» **TEXT UNDER STUDY**:
=== Section Start ===
The hair on both males and females is there for a reason. Leave it alone. 
(In case you haven't figured it out yet, it helps them from bumping their private parts onto places they don't belong. When the hair touches it's too close.)


----------



## Shellbug (Nov 14, 2013)

Swampcollie said:


> The hair on both males and females is there for a reason. Leave it alone.
> (In case you haven't figured it out yet, it helps them from bumping their private parts onto places they don't belong. When the hair touches it's too close.)



Did you see the picture I posted ? That tuff of hair is for protection? I had no idea. Well I clipped it off. I left a little bit because I assumed it helps the pee stream to the ground without spraying all over. 


Sent from Petguide.com Free App


----------



## cgriffin (Nov 30, 2011)

Well, if that was true, all short haired breed dogs would run around with bruised weanies 

I have had four goldens and a long haired lab mix, none except for Ben ever had that long tuft of hair on his prepuce. It gets gunky and sticks together redirecting the pee stream where it should not go, no matter how clean I keep Ben. My vet trimmed it back and it is much better now. 
I think once Ben becomes an adult, he will not have that long tuft anymore and no more trimming needed.


----------



## Brave (Oct 26, 2012)

Bear had annoyingly LONG penis hair as a puppy. But he grew into it. Now his penis is hairy, but not ridiculously long. Bear cleans his penis EVERY time he pees. The girls will sometimes remind each other if they need to clean up a little bit more. 

When Bear was a puppy. I trimmed the penis hair once, and that was all it needed. 

@Christa - I ROLLED when I read your comment about bruised wieners.


----------



## Shellbug (Nov 14, 2013)

cgriffin said:


> Well, if that was true, all short haired breed dogs would run around with bruised weanies .



Lol!!! ??



Sent from Petguide.com Free App


----------



## Bentman2 (Sep 30, 2013)

Shellbug said:


> View attachment 368210
> 
> This is the long hair in question.
> 
> ...



Yep, Bentley has the same "wild hair" growing down from his whacker. They are real coarse and I have to trim those back from time to time. He has a lot of white hair here and I have to spend a lot of blower time after his bath. He has a real problem when he sometime squats to pee in peeing on the back for his front legs. That's real attractive but I think that is an "aiming" problem. Nevertheless, I don't liking him being wet here, go the sissors come out.


----------



## Tennyson (Mar 26, 2011)

Although Deaglan isn't having any carrot issues I just had to open this thread.


----------
=== Section End ===
» **TASK GOAL**: Set down, word for word, the part of the forum thread that opens with "I have had four" and closes with "much better now.". The items that come after the forum thread have nothing to do with it.

» **RECORDED INFORMATION**:
=== Section Start ===
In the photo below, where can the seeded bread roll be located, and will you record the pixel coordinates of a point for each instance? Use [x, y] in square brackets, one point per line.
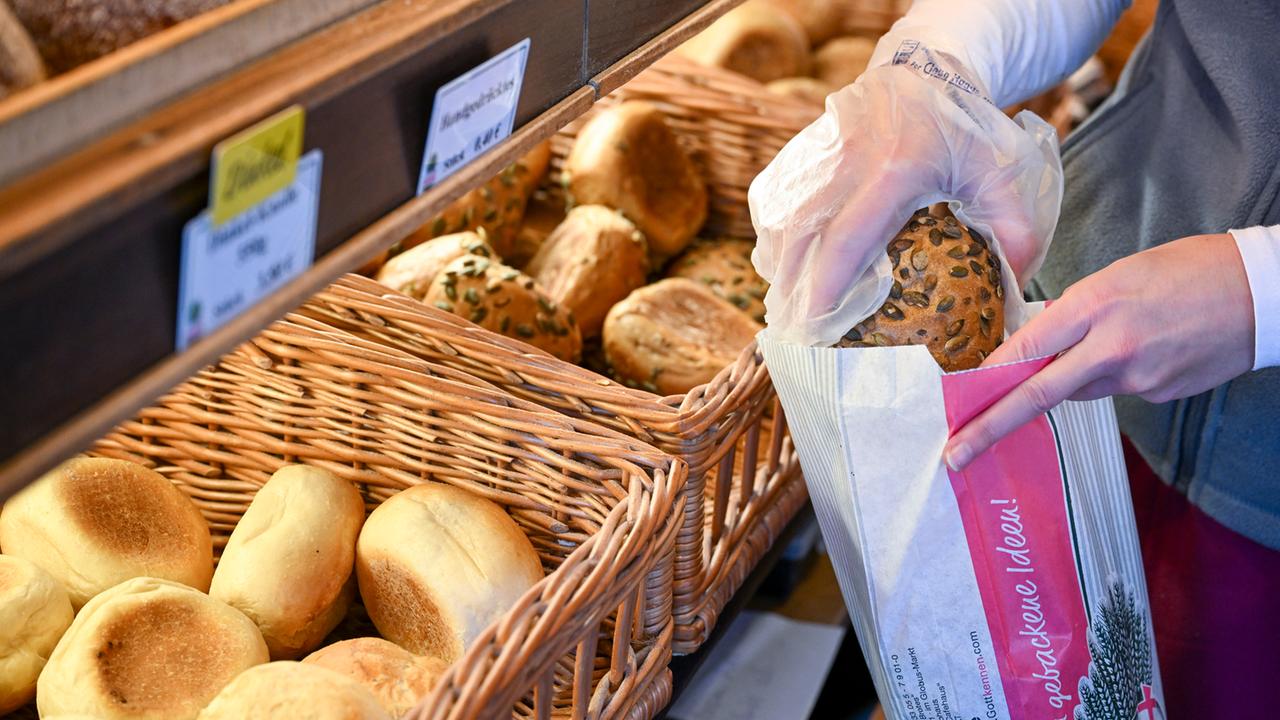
[673, 336]
[757, 39]
[147, 648]
[808, 89]
[35, 611]
[293, 691]
[94, 523]
[821, 19]
[590, 261]
[396, 677]
[288, 563]
[438, 564]
[411, 272]
[19, 60]
[627, 158]
[73, 32]
[725, 267]
[507, 301]
[496, 208]
[840, 62]
[946, 295]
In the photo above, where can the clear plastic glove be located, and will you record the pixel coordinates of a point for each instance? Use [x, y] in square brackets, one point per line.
[1166, 323]
[901, 137]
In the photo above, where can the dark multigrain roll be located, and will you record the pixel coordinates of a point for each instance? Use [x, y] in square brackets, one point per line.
[946, 294]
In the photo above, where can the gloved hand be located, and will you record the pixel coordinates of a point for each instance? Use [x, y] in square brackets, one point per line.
[1166, 323]
[901, 137]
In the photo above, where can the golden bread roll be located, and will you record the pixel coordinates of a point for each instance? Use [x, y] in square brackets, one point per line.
[293, 691]
[496, 206]
[19, 60]
[626, 158]
[147, 648]
[673, 336]
[757, 39]
[35, 611]
[594, 259]
[73, 32]
[821, 19]
[288, 564]
[396, 677]
[94, 523]
[411, 272]
[946, 295]
[506, 301]
[840, 62]
[438, 564]
[725, 267]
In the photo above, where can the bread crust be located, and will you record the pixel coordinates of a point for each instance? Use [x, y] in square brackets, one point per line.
[590, 261]
[673, 336]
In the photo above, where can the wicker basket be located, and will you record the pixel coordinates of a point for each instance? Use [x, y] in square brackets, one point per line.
[592, 639]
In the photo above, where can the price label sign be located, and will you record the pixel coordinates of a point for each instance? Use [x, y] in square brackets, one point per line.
[228, 267]
[471, 114]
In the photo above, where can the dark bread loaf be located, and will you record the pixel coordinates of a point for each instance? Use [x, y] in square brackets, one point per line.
[73, 32]
[946, 295]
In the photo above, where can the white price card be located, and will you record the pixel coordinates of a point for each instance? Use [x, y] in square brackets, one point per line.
[225, 269]
[472, 113]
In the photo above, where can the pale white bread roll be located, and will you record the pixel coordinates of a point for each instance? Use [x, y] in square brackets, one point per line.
[626, 158]
[757, 39]
[288, 563]
[147, 650]
[35, 611]
[293, 691]
[396, 677]
[438, 564]
[94, 523]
=== Section End ===
» **EXERCISE RESPONSE**:
I have had four goldens and a long haired lab mix, none except for Ben ever had that long tuft of hair on his prepuce. It gets gunky and sticks together redirecting the pee stream where it should not go, no matter how clean I keep Ben. My vet trimmed it back and it is much better now.